Generally, however, large solar and wind projects—the kind most likely to be cost-effective—are built in deserts or on remote mountaintops or plains, far from population centers that need the power. So transmission lines must be built to connect supply with demand. “You’re talking about immense amounts of transmission,” says John Rowe, chair of Exelon, one of the nation’s largest utilities. “It requires a really huge grid. I don’t see us going that way anytime soon.” Indeed, a recent Energy Department study concluded that wind could meet 20 percent of American needs by 2030 but would require a new transmission system costing $60 billion or more. Nuclear reactors can be located far closer to consumers and would require more modest additions to the existing grid.

Efficiency Could Forestall Reactors
One of the strongest competitors nuclear power faces is energy efficiency. Improvements in efficiency, driven by the need to reduce greenhouse gas emissions, could for many years offset increases in demand from a growing population with higher living standards, forestalling the need for reactors.

In December 2007 consulting firm McKinsey & Company determined that the U.S. could cut its output of global warming gases by more than 11 percent using conservation steps that were better than free: they would pay for themselves and earn a profit. These “negative cost opportunities” would require little or no technology innovation, the report said. And emissions could be cut by another 17 percent with efficiency improvements that had only a moderate cost.

- - -

## EXERCISE REQUIREMENTS
Continue the passage about nuclear power and its competitors, picking up after its last sentence.

- - -

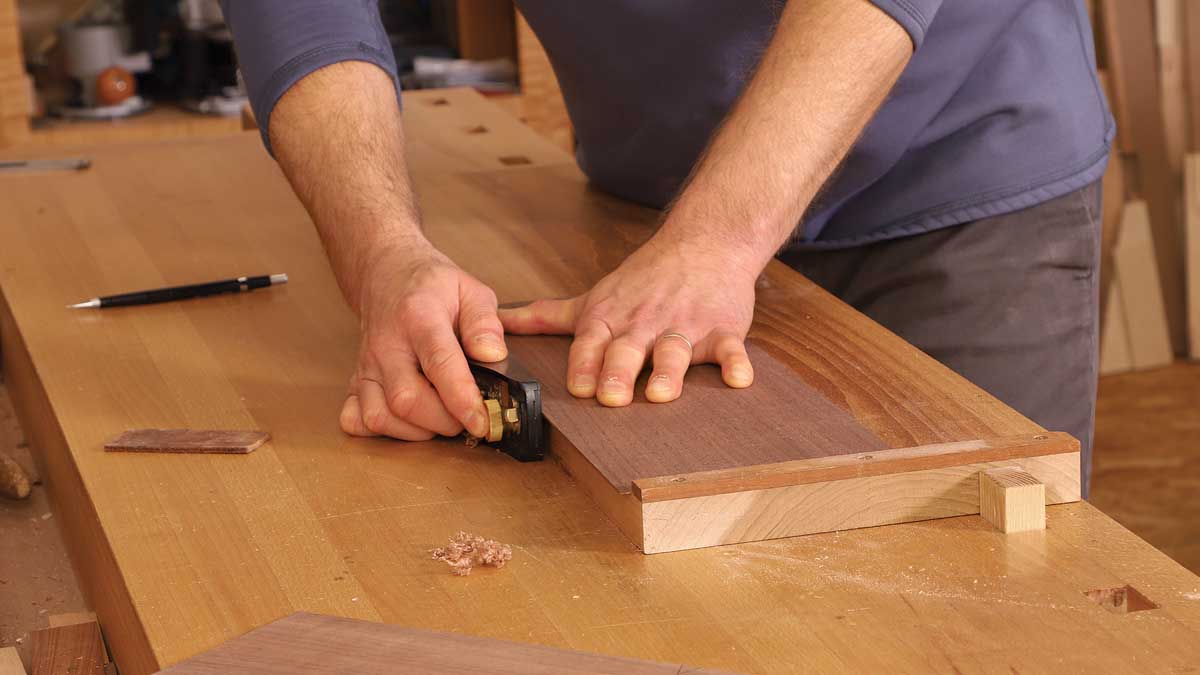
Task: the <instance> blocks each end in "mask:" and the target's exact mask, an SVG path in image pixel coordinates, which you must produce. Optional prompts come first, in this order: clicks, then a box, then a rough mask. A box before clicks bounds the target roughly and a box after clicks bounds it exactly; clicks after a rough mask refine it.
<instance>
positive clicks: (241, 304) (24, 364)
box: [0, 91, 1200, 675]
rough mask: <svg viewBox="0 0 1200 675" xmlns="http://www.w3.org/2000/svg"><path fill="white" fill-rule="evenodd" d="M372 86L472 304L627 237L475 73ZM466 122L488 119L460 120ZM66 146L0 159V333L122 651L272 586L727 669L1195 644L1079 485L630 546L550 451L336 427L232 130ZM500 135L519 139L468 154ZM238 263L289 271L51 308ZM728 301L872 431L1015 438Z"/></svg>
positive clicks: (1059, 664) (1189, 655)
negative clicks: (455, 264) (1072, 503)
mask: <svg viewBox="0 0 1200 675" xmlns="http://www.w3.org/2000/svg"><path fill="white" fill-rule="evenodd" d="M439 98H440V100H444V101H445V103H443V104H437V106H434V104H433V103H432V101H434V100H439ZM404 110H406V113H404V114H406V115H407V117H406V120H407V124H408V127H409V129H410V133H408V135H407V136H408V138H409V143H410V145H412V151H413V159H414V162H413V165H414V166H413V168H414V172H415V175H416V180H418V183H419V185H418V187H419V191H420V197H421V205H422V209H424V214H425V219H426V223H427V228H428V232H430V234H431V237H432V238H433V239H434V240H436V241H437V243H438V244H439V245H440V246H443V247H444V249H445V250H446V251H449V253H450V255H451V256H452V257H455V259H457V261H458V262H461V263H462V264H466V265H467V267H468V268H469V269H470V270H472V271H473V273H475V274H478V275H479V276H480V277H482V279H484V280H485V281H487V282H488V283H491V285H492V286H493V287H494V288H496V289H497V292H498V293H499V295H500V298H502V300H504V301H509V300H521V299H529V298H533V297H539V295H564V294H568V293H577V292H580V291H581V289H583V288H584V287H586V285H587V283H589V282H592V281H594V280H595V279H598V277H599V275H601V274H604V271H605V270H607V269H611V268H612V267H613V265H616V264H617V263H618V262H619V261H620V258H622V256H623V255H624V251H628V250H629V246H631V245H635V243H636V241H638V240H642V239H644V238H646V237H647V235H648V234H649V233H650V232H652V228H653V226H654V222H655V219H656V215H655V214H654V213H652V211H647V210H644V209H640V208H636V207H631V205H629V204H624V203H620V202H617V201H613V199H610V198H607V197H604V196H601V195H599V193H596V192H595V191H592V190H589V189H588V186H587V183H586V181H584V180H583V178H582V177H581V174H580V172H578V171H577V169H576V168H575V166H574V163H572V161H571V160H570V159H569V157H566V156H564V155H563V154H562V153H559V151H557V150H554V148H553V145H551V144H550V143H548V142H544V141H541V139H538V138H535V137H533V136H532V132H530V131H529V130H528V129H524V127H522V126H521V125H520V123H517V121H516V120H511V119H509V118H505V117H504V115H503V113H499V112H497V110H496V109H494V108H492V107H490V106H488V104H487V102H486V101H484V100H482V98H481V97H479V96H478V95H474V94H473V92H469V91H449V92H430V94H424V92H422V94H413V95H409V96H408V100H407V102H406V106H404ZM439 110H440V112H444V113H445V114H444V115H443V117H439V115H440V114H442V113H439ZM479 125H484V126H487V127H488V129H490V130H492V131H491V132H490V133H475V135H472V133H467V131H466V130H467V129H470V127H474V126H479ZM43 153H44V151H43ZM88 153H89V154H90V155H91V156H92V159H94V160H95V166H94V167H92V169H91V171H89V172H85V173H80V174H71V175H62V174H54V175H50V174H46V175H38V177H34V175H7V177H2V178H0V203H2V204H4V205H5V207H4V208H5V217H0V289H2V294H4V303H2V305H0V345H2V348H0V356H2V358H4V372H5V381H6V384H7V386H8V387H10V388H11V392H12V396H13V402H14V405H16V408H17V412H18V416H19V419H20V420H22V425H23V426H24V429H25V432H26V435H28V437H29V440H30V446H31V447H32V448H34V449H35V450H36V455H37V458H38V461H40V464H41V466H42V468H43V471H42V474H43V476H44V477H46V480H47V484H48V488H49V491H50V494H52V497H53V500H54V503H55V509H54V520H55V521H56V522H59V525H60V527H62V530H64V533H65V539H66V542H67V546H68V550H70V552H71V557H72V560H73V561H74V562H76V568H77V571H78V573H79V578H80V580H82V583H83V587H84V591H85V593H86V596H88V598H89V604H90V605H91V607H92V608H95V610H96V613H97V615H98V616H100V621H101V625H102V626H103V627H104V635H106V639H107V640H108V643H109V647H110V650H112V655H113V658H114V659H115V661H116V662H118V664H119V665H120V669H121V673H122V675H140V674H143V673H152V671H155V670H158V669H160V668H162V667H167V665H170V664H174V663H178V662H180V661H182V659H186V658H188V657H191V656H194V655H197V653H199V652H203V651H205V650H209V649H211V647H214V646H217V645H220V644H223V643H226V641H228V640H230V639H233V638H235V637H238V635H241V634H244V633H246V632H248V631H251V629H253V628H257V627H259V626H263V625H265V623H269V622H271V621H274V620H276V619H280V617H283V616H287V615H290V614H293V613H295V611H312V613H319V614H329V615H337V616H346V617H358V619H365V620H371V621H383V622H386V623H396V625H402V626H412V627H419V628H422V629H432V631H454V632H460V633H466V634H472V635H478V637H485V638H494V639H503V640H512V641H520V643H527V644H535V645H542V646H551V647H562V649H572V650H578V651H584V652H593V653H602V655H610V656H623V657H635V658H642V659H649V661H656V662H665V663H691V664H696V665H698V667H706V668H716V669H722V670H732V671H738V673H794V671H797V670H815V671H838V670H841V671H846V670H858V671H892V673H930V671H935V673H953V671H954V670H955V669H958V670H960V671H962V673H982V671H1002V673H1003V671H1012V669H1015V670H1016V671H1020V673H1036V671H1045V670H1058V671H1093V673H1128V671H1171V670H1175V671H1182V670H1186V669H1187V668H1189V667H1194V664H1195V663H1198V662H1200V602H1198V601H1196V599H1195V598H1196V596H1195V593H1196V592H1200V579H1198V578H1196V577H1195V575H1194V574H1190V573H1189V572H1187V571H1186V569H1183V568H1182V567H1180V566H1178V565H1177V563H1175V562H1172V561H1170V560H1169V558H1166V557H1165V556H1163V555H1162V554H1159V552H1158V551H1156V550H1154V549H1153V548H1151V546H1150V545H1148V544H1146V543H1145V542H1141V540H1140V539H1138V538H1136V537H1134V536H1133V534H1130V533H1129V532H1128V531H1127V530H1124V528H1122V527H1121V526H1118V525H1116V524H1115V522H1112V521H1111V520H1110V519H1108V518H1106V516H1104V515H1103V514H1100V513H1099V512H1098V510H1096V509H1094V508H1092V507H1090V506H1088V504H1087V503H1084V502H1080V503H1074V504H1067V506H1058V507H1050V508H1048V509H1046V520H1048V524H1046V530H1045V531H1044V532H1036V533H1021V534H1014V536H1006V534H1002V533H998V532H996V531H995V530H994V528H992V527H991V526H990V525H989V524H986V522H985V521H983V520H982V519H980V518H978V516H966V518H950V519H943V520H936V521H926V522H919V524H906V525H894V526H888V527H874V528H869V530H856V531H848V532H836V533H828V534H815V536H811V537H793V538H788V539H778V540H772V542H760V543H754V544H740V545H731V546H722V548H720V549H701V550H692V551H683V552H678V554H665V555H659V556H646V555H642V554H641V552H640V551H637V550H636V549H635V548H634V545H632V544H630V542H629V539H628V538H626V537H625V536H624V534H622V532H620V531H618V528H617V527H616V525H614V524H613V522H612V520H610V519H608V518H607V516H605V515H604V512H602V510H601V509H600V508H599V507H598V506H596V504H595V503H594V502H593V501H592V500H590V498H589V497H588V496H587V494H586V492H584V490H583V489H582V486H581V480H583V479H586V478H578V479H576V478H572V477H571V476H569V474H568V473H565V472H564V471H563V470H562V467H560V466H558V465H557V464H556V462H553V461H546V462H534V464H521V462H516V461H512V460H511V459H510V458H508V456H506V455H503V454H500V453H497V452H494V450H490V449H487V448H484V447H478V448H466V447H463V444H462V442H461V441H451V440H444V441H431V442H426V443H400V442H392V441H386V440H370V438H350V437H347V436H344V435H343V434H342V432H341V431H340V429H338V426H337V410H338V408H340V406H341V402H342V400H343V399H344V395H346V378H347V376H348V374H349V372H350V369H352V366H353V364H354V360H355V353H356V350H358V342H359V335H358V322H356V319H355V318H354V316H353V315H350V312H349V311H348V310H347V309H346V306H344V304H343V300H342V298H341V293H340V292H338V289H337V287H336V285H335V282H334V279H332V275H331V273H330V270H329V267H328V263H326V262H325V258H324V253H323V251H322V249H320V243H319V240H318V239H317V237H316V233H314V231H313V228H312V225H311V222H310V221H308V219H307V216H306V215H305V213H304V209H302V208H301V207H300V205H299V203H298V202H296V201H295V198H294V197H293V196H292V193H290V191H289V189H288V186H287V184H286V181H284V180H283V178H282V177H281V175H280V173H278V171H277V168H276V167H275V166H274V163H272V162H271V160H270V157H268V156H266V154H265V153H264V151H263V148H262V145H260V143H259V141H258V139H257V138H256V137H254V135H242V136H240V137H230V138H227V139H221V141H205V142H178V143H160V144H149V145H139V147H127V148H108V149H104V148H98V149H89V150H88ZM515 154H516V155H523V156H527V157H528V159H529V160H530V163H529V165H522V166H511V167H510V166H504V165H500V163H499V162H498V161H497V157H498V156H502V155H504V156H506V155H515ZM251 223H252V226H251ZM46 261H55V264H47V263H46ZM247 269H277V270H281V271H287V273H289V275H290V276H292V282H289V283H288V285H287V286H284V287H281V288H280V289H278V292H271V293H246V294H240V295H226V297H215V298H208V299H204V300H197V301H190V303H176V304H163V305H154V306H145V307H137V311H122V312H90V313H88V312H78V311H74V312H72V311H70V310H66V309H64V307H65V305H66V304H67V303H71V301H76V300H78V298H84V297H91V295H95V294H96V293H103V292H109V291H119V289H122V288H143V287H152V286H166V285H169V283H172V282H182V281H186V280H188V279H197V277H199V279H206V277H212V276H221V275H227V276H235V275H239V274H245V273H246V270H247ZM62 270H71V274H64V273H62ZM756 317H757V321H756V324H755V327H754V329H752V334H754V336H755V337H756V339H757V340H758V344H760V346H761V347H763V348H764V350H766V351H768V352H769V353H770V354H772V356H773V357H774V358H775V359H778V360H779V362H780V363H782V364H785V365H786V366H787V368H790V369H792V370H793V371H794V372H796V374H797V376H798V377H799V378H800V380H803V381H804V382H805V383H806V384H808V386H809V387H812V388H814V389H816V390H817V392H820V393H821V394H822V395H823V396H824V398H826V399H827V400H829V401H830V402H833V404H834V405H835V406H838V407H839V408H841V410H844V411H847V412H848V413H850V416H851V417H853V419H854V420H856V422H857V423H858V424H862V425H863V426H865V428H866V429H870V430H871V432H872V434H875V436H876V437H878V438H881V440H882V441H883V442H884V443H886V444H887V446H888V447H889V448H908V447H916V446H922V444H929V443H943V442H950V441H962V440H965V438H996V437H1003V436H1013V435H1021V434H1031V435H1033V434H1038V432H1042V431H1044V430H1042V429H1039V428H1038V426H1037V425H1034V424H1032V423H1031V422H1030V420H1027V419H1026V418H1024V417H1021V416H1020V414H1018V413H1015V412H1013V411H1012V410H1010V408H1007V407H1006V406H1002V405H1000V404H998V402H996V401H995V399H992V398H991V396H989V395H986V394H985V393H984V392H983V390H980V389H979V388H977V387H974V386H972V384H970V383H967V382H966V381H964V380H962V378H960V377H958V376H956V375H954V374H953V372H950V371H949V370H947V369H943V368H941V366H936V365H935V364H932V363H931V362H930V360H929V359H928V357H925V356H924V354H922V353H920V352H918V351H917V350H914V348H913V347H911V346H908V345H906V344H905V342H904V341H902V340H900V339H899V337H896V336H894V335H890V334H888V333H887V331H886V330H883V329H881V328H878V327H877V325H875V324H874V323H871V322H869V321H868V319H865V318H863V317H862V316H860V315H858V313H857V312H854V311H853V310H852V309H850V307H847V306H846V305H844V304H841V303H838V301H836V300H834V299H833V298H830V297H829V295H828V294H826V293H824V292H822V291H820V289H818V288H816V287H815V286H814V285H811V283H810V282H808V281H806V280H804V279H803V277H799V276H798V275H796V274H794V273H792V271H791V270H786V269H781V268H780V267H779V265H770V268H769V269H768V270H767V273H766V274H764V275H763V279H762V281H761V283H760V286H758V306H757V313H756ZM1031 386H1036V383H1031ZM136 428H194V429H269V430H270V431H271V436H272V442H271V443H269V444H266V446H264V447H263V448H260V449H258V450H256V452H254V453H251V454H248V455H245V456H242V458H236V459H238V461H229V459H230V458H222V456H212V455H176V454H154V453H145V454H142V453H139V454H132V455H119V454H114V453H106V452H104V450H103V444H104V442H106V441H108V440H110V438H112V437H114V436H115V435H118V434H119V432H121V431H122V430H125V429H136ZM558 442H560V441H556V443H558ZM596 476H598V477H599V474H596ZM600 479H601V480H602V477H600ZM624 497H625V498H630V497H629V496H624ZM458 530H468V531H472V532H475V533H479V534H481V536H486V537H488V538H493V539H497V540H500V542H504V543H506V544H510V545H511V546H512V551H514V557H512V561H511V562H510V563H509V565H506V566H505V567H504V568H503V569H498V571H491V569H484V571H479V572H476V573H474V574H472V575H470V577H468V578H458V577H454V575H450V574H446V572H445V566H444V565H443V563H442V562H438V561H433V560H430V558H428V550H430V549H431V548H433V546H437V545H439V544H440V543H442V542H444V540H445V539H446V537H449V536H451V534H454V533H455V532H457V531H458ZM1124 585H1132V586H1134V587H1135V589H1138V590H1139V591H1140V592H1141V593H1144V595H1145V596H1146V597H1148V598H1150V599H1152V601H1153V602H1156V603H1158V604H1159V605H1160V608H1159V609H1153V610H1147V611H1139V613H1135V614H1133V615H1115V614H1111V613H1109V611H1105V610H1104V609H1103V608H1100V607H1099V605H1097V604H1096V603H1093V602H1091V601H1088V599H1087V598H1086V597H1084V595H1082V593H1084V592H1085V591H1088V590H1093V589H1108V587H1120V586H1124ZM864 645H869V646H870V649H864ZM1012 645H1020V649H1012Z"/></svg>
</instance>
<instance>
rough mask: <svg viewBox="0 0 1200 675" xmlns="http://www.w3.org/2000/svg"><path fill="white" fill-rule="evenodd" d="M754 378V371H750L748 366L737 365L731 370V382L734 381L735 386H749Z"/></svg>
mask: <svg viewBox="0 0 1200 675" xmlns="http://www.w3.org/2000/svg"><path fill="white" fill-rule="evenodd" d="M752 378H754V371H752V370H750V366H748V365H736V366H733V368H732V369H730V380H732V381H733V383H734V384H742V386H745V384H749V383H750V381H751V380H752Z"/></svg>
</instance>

- - -

## OUTPUT FOR THIS EXERCISE
Amory Lovins, a well-known efficiency expert, has long referred to such opportunities as being better than a free lunch, “lunch that someone pays you to eat.” But the steps are often not taken. One reason is that efficiency is usually number 11 on people’s top 10 to-do lists. For example, a high-efficiency air conditioner costs more than a standard model but will earn back the difference, in electricity savings, in a season or two. Yet many purchasers do not care, especially if they are landlords or builders who will never pay the electric bill.

Other steps might minimize convenience, even those that border on slothfulness. Lots of home appliances, for example, continue to draw power when the switch is “off” so that they are always warmed up and can come back to life instantly. Experts sometimes call this constant draw a “vampire load.” Around the house, all those vampires add up, but hardly anybody knows or cares. As Richard D. Duke, an energy expert at the Natural Resources Defense Council, quips, “What consumer, when buying a TiVo, is going to demand that the manufacturer make the standby power consumption a criteria? Nobody.”

Build before Memory Runs Out
Although individual consumer actions can help, major changes in carbon output will likely require better electricity-generation technologies, retiring much of the coal-fired capacity and replacing it with the most cost-effective combination of modern reactors, renewables and even clean coal. Around the country, players in the electricity business—regulated utilities, independent merchant generators, and municipal suppliers—are placing bets on which options will be the winners.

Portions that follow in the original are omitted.